# [What is required]
The answer must reproduce the listing exactly, with every picture left out.

# [Exercise materials]

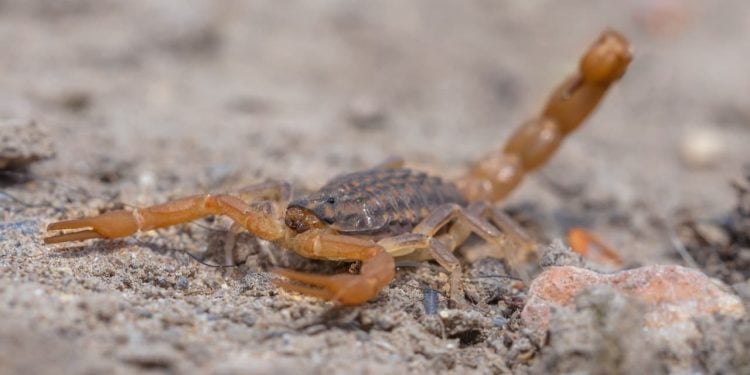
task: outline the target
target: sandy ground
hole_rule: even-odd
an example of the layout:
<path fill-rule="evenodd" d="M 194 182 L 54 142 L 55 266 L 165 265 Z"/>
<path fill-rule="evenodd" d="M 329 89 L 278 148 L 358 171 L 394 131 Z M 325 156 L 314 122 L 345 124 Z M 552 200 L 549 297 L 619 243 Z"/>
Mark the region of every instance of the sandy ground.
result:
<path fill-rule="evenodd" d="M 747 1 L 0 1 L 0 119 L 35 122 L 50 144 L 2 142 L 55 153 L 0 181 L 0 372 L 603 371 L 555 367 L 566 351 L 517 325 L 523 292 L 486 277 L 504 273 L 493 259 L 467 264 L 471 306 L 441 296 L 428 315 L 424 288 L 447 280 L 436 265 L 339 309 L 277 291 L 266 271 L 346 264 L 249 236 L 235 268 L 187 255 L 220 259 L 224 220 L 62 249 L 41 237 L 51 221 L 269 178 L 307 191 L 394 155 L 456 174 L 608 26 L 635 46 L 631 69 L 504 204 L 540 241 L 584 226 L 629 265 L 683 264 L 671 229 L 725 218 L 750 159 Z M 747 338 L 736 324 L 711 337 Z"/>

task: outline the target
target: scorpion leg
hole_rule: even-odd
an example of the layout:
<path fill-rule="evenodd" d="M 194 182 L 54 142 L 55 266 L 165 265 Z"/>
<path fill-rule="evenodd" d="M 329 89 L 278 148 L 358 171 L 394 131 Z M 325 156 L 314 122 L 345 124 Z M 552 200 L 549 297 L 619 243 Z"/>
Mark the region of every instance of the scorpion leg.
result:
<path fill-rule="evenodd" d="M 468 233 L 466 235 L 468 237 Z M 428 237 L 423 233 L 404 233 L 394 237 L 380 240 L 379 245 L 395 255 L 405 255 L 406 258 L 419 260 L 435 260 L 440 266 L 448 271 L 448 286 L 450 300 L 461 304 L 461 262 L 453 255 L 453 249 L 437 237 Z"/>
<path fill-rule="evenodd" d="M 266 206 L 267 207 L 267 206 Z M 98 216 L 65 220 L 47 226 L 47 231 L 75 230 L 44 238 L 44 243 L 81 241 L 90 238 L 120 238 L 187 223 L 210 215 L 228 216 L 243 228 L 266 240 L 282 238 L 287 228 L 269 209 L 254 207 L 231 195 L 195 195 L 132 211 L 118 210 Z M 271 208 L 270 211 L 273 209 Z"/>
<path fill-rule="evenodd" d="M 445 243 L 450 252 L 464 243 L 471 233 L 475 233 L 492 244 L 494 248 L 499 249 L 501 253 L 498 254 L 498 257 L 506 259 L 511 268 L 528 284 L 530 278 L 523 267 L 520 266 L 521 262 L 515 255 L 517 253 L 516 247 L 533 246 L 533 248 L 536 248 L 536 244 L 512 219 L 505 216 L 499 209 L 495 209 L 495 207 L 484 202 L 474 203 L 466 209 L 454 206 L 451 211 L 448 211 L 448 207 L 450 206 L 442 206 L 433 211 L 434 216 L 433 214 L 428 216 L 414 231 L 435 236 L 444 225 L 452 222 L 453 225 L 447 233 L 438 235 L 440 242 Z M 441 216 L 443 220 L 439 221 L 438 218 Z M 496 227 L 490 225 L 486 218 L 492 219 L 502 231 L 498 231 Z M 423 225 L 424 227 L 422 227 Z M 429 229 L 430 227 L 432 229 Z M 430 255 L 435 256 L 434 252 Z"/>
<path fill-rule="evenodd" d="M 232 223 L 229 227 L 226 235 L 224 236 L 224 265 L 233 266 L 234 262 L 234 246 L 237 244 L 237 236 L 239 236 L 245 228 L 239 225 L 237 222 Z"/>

# [Response to this exercise]
task: outline the target
target: sandy ground
hole_rule: even-odd
an example of the layout:
<path fill-rule="evenodd" d="M 194 182 L 54 142 L 55 266 L 165 265 Z"/>
<path fill-rule="evenodd" d="M 329 89 L 278 148 L 358 171 L 394 131 Z M 325 156 L 314 122 L 345 124 Z M 552 200 L 549 297 L 619 243 Z"/>
Mark the region of every instance of the sandy ground.
result:
<path fill-rule="evenodd" d="M 747 1 L 0 1 L 0 119 L 35 122 L 50 144 L 2 142 L 55 153 L 0 181 L 0 372 L 603 371 L 555 367 L 566 351 L 517 325 L 523 292 L 486 277 L 504 273 L 493 259 L 467 264 L 471 306 L 441 296 L 428 315 L 424 288 L 447 280 L 436 265 L 339 309 L 277 291 L 266 271 L 346 264 L 249 236 L 235 268 L 187 255 L 220 259 L 224 220 L 62 249 L 41 237 L 51 221 L 269 178 L 307 191 L 394 155 L 456 174 L 608 26 L 635 46 L 631 69 L 504 204 L 540 241 L 584 226 L 629 265 L 683 264 L 671 229 L 725 218 L 750 159 Z M 747 338 L 736 324 L 711 337 Z"/>

task: outline the target
target: scorpion leg
hole_rule: even-odd
an example of the layout:
<path fill-rule="evenodd" d="M 194 182 L 54 142 L 55 266 L 165 265 Z"/>
<path fill-rule="evenodd" d="M 329 89 L 278 148 L 358 171 L 394 131 Z M 325 156 L 314 122 L 345 124 Z M 552 200 L 549 297 L 619 243 Z"/>
Mark the region of every instance of the scorpion leg.
result:
<path fill-rule="evenodd" d="M 468 233 L 466 235 L 468 237 Z M 428 237 L 423 233 L 404 233 L 394 237 L 380 240 L 379 245 L 395 255 L 405 255 L 406 258 L 419 260 L 435 260 L 440 266 L 448 271 L 448 286 L 450 300 L 461 304 L 461 262 L 453 255 L 453 249 L 437 237 Z"/>
<path fill-rule="evenodd" d="M 266 206 L 267 207 L 267 206 Z M 98 216 L 65 220 L 47 226 L 47 231 L 75 230 L 44 238 L 44 243 L 81 241 L 90 238 L 120 238 L 187 223 L 210 215 L 228 216 L 243 228 L 266 240 L 282 238 L 287 228 L 269 209 L 254 207 L 231 195 L 195 195 L 132 211 L 118 210 Z M 271 208 L 270 211 L 273 209 Z"/>
<path fill-rule="evenodd" d="M 445 243 L 450 252 L 464 243 L 471 233 L 475 233 L 492 244 L 494 248 L 499 249 L 501 253 L 498 254 L 498 257 L 506 259 L 511 268 L 528 284 L 530 278 L 523 267 L 520 266 L 521 262 L 515 255 L 517 253 L 516 247 L 533 246 L 533 248 L 536 248 L 536 244 L 512 219 L 505 216 L 499 209 L 495 209 L 495 207 L 484 202 L 474 203 L 466 209 L 454 206 L 451 211 L 448 211 L 448 207 L 450 206 L 442 206 L 433 211 L 434 216 L 433 214 L 428 216 L 414 231 L 435 236 L 444 225 L 452 222 L 453 225 L 447 233 L 438 235 L 440 242 Z M 441 216 L 443 220 L 439 221 L 438 218 Z M 496 227 L 490 225 L 486 218 L 492 219 L 502 231 L 498 231 Z M 423 225 L 424 227 L 422 227 Z M 429 229 L 430 227 L 432 229 Z M 430 255 L 435 256 L 434 252 Z"/>
<path fill-rule="evenodd" d="M 232 223 L 229 227 L 226 235 L 224 236 L 224 265 L 233 266 L 234 262 L 234 246 L 237 244 L 237 236 L 239 236 L 245 228 L 239 225 L 237 222 Z"/>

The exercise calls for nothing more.